== SUPPLIED PASSAGE ==
--------

North Shore Riverfront Park is a small municipal park along the north banks of the Allegheny and Ohio Rivers across from Downtown Pittsburgh, Pennsylvania, United States.

==History and notable features==
This municipal park is a parcel of Three Rivers Park, the city's urban waterfront park along its rivers that provides a continuous green trail link between existing and future riverfront destinations. Completed segments include South Shore Riverfront Park, Allegheny Riverfront Park, and Point State Park. It is owned jointly by the City of Pittsburgh and the Sports & Exhibition Authority of Pittsburgh and Allegheny County

Established in 2001, North Shore Riverfront Park stretches about one mile (1.6 km) between the Kamin Science Center and the Three Sisters bridges—Roberto Clemente Bridge, Andy Warhol Bridge, and Rachel Carson Bridge. The park, which also skirts Heinz Field and PNC Park, offers walking and biking trails with unobstructed vistas of the cityscape.

The park is designed with both a riverwall and riverwalk, which create a trail along the water’s edge. Boat tie-ups are located along the park to encourage water recreation. In front of each stadium is a large cobblestone quay that handles canoes and kayaks, as well as larger vessels that usually transport sports fans.

--------

== WORK TO COMPLETE ==
(1) Name the three bridges that the passage on North Shore Riverfront Park calls the Three Sisters.
(2) Write the next paragraph of the passage on North Shore Riverfront Park, picking up after its last sentence.
The records have nothing to do with the work on this passage.

--------

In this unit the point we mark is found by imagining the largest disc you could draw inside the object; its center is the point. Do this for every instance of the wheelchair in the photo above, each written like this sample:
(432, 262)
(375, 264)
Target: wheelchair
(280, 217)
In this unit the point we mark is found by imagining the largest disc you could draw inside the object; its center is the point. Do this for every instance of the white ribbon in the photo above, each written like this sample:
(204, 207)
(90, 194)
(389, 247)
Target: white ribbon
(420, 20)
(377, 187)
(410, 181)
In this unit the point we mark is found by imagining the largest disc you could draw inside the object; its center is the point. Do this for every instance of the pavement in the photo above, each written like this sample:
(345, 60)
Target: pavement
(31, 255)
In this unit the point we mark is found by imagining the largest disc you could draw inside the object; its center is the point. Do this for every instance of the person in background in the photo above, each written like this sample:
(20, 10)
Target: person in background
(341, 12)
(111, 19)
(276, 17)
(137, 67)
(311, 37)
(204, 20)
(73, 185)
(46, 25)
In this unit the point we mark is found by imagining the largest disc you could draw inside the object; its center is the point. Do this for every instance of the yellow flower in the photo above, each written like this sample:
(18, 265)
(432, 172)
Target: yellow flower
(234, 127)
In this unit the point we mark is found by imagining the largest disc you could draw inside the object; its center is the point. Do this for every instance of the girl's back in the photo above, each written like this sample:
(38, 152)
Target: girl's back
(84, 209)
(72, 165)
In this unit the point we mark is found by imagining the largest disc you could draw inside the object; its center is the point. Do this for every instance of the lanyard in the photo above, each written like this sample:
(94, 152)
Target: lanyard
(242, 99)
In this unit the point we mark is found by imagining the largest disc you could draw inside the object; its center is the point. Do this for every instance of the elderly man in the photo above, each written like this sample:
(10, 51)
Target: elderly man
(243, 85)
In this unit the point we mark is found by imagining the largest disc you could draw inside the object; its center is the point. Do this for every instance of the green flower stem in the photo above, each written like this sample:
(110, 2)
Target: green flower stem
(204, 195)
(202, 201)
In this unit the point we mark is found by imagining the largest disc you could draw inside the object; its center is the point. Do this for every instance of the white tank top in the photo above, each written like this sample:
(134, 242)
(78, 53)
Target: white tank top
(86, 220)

--------

== OUTPUTS IN ORDER ==
(1) Roberto Clemente Bridge, Andy Warhol Bridge, Rachel Carson Bridge

(2)
A second park level includes large open spaces of grass and native landscaping, crossed by paths running in a southwest direction, mimicking the river. The largest of these panels, called the Great Lawn, is approximately three acres of grass. An esplanade runs at the top level of the park and features a broad walkway.

Other features include Kayak Pittsburgh, the Water Steps (an interactive fountain), and the Market Street Pier. North Shore Riverfront Park also houses three memorials: the Korean War Veterans Memorial, the Vietnam Veterans Memorial, and the Law Enforcement Officers Memorial.

The park is a project of the Pittsburgh Sports & Exhibition Authority with help from the Riverlife Task Force.